==== Extract ====
= Boro glycerine =

Boro-glycerine is a transparent yellow, tasteless, compound of boric acid and glycerine. It is a powerful antiseptic and is used primarily in oral and dental applications. Historically, it was also used in the preservation of food.

== Discovery ==
At a meeting of the Society of Arts, on March 29, 1882, Professor Barff delivered a lecture, in which he announced his discovery of boro-glycerine. Barff had been attempting to find a way in which boric acid, a known antiseptic, could be used to preserve meats, at a time when beef prices were considered high. He hoped to find a suitable alternative to freezing, which would allow cheap imports to be obtained from around the world.

== Uses ==

=== Food preservation ===
As early as 1883, scientific reports recommended boro-glycerine as a safe, suitable preservative for a range of foods, including meat, oysters, milk, and butter. Various experiments, including shipping meats dipped in a boro-glycerine solution on long sea voyages, proved Barff's technique.

=== Historical medical ===
The discovery of a safe means to apply boric acid drew much attention within the medical profession, and by 1835 various experiments, relying on the antiseptic properties of boro-glycerine, were being carried out. Ailments ranged from psoriasis, and other scaly conditions of the skin, to chilblains, and the search for a treatment for cancer of the uterus.

Boro-glycerine found its way into many "medicinal" products, including shaving creams, in which it was considered a skin conditioner, and applied directly as a lip balm

=== Oral and dental ===
Boro-glycerine proved most effective as an oral and dental antiseptic. In particular, it is effective in the treatment of mouth ulcers, stomatitis, and glossitis. It is also frequently used as a wash for the care of the mouth in unconscious patients.
It comprises 88% glycerin and 12% borax. Finely ground borax is dissolved in glycerin, and the solution is ready for use (Ref. IP 66).

Boro-glycerine can also be used as a suitable base in controlling the setting time of Zinc Oxide pastes whilst taking a dental impression.

===Other medical===
Boro-glycerine, in solution, is used in the treatment of conjunctivitis, earache, and ear infections, and is a suitable antiseptic lotion in cases of ophthalmia, and diphtheria.

=== Various ===
Alfred P. Wire recommended boro-glycerine as a mounting medium in the preparation of microscope slides.
==== Source material ====
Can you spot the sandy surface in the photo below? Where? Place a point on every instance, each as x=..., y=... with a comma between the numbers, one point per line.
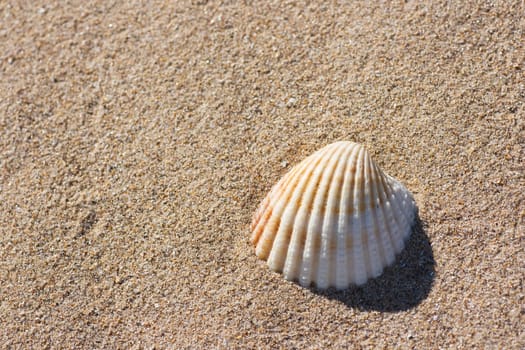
x=137, y=139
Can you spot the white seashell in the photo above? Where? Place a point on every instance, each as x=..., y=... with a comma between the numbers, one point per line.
x=335, y=219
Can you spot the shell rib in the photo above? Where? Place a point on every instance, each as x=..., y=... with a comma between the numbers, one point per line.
x=334, y=220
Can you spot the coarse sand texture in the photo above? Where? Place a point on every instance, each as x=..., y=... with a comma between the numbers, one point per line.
x=138, y=139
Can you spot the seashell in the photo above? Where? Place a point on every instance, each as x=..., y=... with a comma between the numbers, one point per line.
x=335, y=219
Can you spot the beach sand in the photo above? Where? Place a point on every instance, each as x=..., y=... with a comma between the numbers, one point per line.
x=137, y=139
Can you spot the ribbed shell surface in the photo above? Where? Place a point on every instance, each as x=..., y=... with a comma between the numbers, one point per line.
x=335, y=219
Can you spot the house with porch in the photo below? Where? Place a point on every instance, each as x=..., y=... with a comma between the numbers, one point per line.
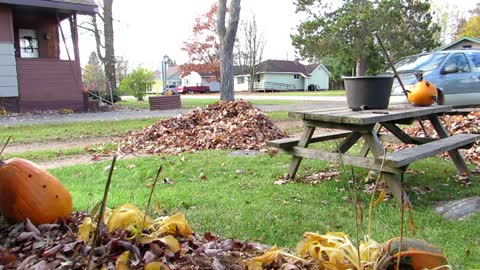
x=463, y=43
x=32, y=74
x=284, y=75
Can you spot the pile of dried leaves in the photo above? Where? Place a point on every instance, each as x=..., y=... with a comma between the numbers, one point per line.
x=454, y=124
x=223, y=125
x=57, y=246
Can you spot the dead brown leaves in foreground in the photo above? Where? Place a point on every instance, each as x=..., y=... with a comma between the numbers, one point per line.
x=223, y=125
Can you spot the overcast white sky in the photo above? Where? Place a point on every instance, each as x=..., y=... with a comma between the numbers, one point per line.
x=146, y=30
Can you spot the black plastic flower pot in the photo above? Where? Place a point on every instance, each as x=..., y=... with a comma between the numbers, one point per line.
x=368, y=92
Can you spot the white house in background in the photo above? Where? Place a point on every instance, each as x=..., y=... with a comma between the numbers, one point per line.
====
• Problem statement: Render into French this sentence from the boro-glycerine article: "Alfred P. Wire recommended boro-glycerine as a mounting medium in the preparation of microscope slides."

• Your response: Alfred P. Wire a recommandé la boroglycérine comme milieu de montage pour la préparation des lames de microscope.